_BLOC DE TEXTE_

Il convient ici de revenir en arrière afin d’examiner la trajectoire publique de Karim Wade pour tenter d’en comprendre le sens.

Avant 2002 - Dans la notice biographique que propose le site officiel du ministère dirigé par Karim Wade , (1) il est précisé que celui-ci « a travaillé pendant une dizaine d'années dans le département "Corporate Finance" de la Banque d'Affaires "UBS Warburg" à Londres en qualité de Directeur Associé » . (2) Plus loin, le lecteur apprend également ceci : « En 2002, Karim Wade abandonne une carrière très prometteuse de banquier pour mettre son expertise au service de son pays ». Or, Karim Wade a obtenu un DESS en ingénierie financière en 1995, à la suite d’un mémoire cosigné avec sa sœur , (3) de quatre ans sa cadette, ce qui ne lasse pas d’étonner les amis de l’Université.

Selon l’information officielle, il faut donc comprendre que M. Wade était employé chez UBS Warburg, comme Directeur Associé, au moins trois ans avant l’obtention de son diplôme principal, ce qui est en tous points remarquable. Malheureusement, aucun curriculum vitae n’est à ce jour disponible pour éclairer, avec précision, le parcours du brillant esprit, de 1995 à 2002, pour être indulgent. Les difficultés de l’héritier avec sa propre biographie commencent donc très tôt. Un tropisme familial (4) sans doute. Cette imprudence grossière va signer le rapport au peuple sénégalais d’un homme devenu public dans le sillage de son père, en ayant choisi de nier ses propres vulnérabilités par une fuite en avant.

Entrées du jeu de données:
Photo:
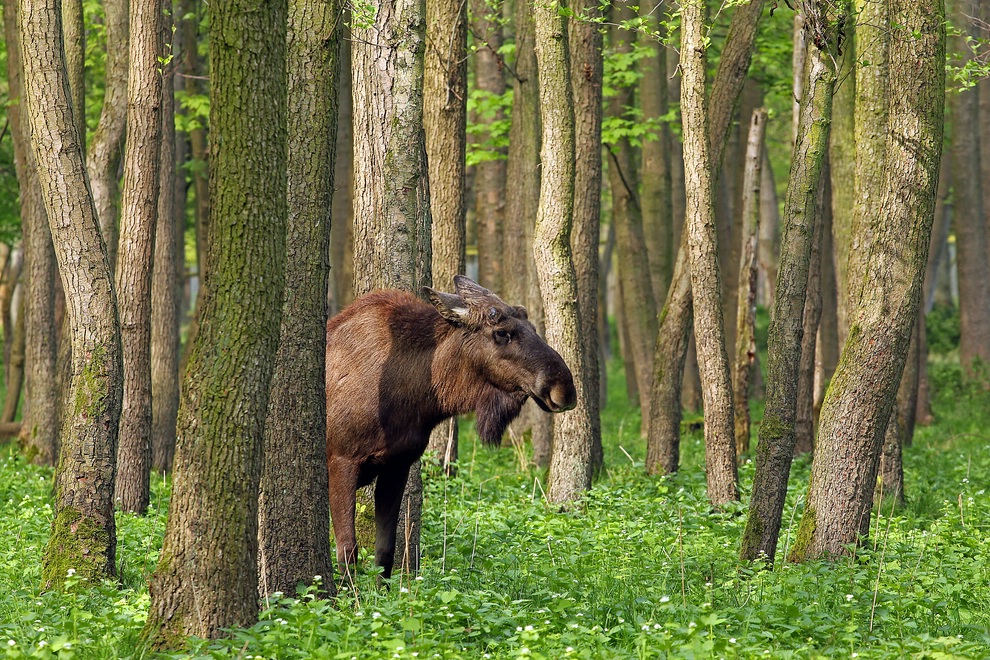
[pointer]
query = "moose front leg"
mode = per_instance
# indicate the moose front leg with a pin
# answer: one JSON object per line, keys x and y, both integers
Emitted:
{"x": 388, "y": 500}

_PROBLÈMES À RÉSOUDRE_
• A. Transcrivez fidèlement le passage du bloc de texte qui s'ouvre sur les mots contenant "Avant 2002 - Dans" et se termine par "amis de l’Université.".
• B. Combien de lignes des entrées contiennent la chaîne "front" ? Indiquez uniquement ce nombre.
Le bloc de texte et les entrées n'ont aucun lien entre eux.

_RÉPONSES COMPLÈTES_
• A.
Avant 2002 - Dans la notice biographique que propose le site officiel du ministère dirigé par Karim Wade , (1) il est précisé que celui-ci « a travaillé pendant une dizaine d'années dans le département "Corporate Finance" de la Banque d'Affaires "UBS Warburg" à Londres en qualité de Directeur Associé » . (2) Plus loin, le lecteur apprend également ceci : « En 2002, Karim Wade abandonne une carrière très prometteuse de banquier pour mettre son expertise au service de son pays ». Or, Karim Wade a obtenu un DESS en ingénierie financière en 1995, à la suite d’un mémoire cosigné avec sa sœur , (3) de quatre ans sa cadette, ce qui ne lasse pas d’étonner les amis de l’Université.

• B. 2